# Instructions
#1 Recast the rows, starting at the line that contains "Target phrase = chair side panel" and running through the last line of the rows, as a JSON list of strings with one string per line and no blank lines.
#2 Continue the piece on the proposed Computer Fraud and Abuse Act changes from its last sentence.

# Document section
§ §
As part of his cybersecurity and privacy initiatives, President Obama proposed new legislation in January that would strengthen the federal anti-hacking provisions of the Computer Fraud and Abuse Act (CFAA). In particular, the bill would create federal civil and criminal liability for employees who steal their employers’ trade secrets through the use of the employer’s computer systems. Importantly, the law would resolve a circuit split between the First, Fifth, Eighth, Seventh, and Eleventh Circuits, on the one hand, and the Ninth and Fourth Circuits, on the other.
The current Computer Fraud and Abuse Act imposes penalties against persons who “intentionally access a computer with authorization or exceed authorized access” in order to obtain certain protected information. Under the current law, the phase “exceeds authorized access” means using authorized access to a computer “to obtain or alter information in the computer that the accesser is not entitled so to obtain or alter.” But, even with that definition, the circuits have been unable to agree on what it means to “exceed authorized access.”
§ §
[Rows from a pointing dataset]
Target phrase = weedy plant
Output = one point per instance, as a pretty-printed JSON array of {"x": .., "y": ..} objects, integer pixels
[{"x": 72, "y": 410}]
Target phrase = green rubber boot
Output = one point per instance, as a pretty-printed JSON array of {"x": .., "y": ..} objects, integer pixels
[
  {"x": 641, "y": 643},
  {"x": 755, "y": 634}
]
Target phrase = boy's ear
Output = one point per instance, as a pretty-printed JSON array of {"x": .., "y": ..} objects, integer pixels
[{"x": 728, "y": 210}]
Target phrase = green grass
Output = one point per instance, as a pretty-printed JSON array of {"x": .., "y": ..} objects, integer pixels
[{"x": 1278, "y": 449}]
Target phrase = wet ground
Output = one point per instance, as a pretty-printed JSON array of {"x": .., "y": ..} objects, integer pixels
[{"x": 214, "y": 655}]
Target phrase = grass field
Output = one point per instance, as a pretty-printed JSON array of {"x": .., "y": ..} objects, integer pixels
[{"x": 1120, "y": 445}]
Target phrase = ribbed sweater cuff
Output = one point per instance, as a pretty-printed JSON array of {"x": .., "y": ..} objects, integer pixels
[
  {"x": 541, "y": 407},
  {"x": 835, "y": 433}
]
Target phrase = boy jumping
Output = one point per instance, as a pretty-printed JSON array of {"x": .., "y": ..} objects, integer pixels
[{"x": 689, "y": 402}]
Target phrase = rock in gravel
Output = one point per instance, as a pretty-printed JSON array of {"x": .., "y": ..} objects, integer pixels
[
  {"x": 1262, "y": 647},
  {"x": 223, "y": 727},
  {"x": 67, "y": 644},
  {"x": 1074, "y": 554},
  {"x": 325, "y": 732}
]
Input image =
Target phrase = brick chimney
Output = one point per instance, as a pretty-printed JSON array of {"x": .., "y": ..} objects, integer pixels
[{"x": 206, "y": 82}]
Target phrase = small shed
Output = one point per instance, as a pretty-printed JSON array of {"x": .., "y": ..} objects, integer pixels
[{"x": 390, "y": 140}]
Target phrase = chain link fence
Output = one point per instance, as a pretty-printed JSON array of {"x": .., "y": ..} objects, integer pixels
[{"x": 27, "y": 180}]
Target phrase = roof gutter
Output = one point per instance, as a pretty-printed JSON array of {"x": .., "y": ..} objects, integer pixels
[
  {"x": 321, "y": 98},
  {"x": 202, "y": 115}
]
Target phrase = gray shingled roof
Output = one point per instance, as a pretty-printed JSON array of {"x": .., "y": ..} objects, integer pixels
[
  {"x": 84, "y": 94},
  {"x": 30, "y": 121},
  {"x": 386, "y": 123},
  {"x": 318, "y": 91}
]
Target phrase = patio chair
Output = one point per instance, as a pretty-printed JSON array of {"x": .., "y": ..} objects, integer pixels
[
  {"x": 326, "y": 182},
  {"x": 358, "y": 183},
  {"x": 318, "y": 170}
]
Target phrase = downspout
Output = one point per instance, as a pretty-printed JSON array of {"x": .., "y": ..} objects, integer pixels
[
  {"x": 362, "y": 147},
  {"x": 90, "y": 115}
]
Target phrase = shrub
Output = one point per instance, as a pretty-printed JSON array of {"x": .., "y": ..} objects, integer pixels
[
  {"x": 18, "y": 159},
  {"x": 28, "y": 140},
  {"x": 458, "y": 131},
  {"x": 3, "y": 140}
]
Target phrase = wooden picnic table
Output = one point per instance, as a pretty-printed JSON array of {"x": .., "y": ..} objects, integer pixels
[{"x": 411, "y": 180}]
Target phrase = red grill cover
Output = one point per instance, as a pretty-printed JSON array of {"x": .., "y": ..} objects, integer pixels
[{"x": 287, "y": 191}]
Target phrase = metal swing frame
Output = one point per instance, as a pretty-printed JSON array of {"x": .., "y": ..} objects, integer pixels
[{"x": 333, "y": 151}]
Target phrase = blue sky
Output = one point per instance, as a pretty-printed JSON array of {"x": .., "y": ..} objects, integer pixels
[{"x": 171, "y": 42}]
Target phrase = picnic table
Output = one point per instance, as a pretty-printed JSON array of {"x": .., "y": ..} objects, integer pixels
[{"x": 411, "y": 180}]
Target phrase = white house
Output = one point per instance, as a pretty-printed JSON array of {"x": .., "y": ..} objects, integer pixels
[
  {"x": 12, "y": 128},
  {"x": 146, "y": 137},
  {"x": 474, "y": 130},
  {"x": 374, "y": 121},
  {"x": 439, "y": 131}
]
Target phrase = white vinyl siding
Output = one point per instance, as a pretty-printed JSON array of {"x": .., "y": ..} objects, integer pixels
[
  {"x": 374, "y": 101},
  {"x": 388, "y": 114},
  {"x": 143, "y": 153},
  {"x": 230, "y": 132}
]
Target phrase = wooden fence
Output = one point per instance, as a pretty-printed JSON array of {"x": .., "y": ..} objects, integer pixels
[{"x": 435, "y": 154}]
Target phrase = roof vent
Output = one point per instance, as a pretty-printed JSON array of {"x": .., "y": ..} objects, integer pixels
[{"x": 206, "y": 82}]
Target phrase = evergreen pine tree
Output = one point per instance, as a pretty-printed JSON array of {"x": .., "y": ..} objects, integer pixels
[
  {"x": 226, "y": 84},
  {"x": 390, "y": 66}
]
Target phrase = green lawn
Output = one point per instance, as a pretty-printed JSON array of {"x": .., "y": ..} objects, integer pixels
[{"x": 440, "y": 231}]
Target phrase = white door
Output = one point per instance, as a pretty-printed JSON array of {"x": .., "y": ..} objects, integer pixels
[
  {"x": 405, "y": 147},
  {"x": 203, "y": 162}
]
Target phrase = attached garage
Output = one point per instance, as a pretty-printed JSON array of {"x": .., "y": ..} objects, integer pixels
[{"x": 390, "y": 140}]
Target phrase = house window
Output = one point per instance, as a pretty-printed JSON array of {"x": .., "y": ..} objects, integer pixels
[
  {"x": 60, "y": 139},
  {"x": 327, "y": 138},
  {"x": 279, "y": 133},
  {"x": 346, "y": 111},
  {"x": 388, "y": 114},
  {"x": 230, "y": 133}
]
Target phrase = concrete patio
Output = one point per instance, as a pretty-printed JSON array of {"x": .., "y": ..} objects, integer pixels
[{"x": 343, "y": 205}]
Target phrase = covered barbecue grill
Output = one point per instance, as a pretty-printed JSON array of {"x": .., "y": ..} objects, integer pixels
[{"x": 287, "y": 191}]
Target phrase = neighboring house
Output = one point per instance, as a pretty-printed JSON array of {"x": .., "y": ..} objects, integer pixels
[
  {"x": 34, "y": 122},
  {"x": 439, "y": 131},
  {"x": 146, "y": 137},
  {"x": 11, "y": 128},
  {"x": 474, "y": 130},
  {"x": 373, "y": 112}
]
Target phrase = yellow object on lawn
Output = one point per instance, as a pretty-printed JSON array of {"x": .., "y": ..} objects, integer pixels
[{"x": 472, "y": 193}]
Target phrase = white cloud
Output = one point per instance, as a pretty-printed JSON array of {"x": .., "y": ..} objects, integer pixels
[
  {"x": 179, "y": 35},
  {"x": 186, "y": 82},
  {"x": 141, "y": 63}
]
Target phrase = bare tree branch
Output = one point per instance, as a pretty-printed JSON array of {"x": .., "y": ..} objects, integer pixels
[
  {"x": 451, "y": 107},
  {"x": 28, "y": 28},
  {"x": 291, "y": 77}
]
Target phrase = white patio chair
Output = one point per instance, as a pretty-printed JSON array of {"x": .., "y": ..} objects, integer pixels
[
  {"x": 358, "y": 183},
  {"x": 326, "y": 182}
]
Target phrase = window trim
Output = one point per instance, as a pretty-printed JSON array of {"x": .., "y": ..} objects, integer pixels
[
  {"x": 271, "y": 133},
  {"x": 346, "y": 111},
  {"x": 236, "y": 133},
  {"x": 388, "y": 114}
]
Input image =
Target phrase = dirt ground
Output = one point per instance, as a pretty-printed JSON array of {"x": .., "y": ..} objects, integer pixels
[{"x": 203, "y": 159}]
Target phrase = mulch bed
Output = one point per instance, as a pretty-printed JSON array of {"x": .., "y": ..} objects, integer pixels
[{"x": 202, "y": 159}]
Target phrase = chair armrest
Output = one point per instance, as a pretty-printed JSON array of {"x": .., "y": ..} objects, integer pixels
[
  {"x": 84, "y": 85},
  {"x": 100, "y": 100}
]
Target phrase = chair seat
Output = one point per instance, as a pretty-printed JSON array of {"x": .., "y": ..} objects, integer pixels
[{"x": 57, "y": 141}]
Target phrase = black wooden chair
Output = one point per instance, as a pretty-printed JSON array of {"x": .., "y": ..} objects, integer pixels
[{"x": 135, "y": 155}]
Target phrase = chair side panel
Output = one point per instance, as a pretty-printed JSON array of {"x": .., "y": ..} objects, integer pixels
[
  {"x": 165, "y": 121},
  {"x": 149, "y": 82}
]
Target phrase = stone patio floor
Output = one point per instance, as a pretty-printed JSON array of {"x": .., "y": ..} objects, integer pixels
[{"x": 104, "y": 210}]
§ §
# Results of the tasks
#1
[
  "Target phrase = chair side panel",
  "Output = one point per instance, as a pretty-printed JSON array of {\"x\": .., \"y\": ..} objects, integer pixels",
  "[",
  "  {\"x\": 165, \"y\": 121},",
  "  {\"x\": 149, \"y\": 82}",
  "]",
  "Target phrase = stone patio floor",
  "Output = one point per instance, as a pretty-printed JSON array of {\"x\": .., \"y\": ..} objects, integer pixels",
  "[{\"x\": 104, \"y\": 210}]"
]

#2
On one side, the First, Fifth, Eighth and Eleventh Circuits determined that this phrase encompasses violations of computer use restrictions, such as those in website terms of service agreements and employment agreements and policies. In each of these cases, the court found the defendant guilty of unauthorized access for using information obtained via authorized access for unauthorized purposes. The Seventh Circuit similarly posited that acting against an employer’s interests breaches an employee’s duty of loyalty to the company and terminates his or her authority to access the information.
In contrast, the Ninth Circuit held en banc that the phrase “exceeds authorized access” only applies to restrictions on accessing information rather than to restrictions on using information legitimately accessed. Thus, the court found that employees, who downloaded confidential information from a company database that they were authorized to access, and who then disclosed the information to someone outside the company in violation of company policy, were not guilty of unauthorized access under the CFAA. The court reasoned that the purpose of the CFAA is to prevent hacking rather than the misappropriation of trade secrets. The Fourth Circuit followed the Ninth Circuit’s interpretation.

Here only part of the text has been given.